--- Start of Source excerpt ---
The thing about Rome is that, however much you see, there is just so much left that you want to see – I honestly think that a lifetime would not be long enough in this amazing city, and this morning, we had to work out what we would see, on our second day in Rome, and what would have to wait for another time.

We headed off to Piazza Navona, after buying bus tickets to allow us to travel all day on the public transport (very cheap!) Cathy's app on her phone told us when to run for the bus, and how long until the next one – it enabled us to jump off the bus to walk over to the Piazza Navona, take our photos and admire the Bernini fountain of the Rivers. The Piazza is built over an old Roman Circus, where the chariot races were held 2000 years ago, and until 100 years ago, every summer would see the fountain outlets blocked and the piazza filled with water, so that the rich and poor alike could paddle and play in the Piazza! The Fountain is full of hidden meanings – the River Nile is shown as a man with his head hidden under a cloth, because at that time, the source of the Nile had not yet been found. Another part of the fountain has a man with his hand outstretched, and a look of horror on his face – he looks at a building where Bernini was not given the contract for the works, and Bernini didn't like the work done by his competitor.
--- End of Source excerpt ---
--- Start of Entries shown ---
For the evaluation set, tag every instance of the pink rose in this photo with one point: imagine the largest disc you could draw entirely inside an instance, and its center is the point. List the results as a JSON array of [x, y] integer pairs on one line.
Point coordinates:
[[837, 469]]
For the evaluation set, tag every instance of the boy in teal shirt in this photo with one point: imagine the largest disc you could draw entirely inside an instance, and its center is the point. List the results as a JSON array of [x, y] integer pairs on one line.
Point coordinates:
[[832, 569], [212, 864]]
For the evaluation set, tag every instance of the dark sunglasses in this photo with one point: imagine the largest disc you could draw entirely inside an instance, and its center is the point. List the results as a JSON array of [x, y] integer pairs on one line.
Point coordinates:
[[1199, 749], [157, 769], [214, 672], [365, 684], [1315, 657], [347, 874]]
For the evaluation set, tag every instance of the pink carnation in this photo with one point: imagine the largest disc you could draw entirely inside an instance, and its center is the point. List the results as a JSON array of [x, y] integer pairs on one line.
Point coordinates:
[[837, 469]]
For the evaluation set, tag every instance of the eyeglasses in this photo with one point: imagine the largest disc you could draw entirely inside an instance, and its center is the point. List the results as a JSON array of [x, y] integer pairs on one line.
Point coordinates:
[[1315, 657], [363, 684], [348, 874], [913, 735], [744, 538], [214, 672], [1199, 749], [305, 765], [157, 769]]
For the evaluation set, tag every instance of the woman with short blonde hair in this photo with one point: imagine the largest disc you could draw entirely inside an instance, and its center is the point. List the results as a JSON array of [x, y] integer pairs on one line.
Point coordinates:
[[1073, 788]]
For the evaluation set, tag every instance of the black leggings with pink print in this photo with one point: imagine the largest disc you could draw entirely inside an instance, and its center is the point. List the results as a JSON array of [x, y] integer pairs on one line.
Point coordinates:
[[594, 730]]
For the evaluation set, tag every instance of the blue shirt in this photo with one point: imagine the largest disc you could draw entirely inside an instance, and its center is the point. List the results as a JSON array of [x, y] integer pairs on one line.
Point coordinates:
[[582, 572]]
--- End of Entries shown ---
Written tasks ->
a) Reproduce the passage from the Piazza Navona text starting at "The thing about" and ending at "for another time.".
b) In the Piazza Navona text, why is the River Nile shown on the fountain as a man with his head hidden under a cloth?

Solved problems ->
a)
The thing about Rome is that, however much you see, there is just so much left that you want to see – I honestly think that a lifetime would not be long enough in this amazing city, and this morning, we had to work out what we would see, on our second day in Rome, and what would have to wait for another time.

b) At that time, the source of the Nile had not yet been found.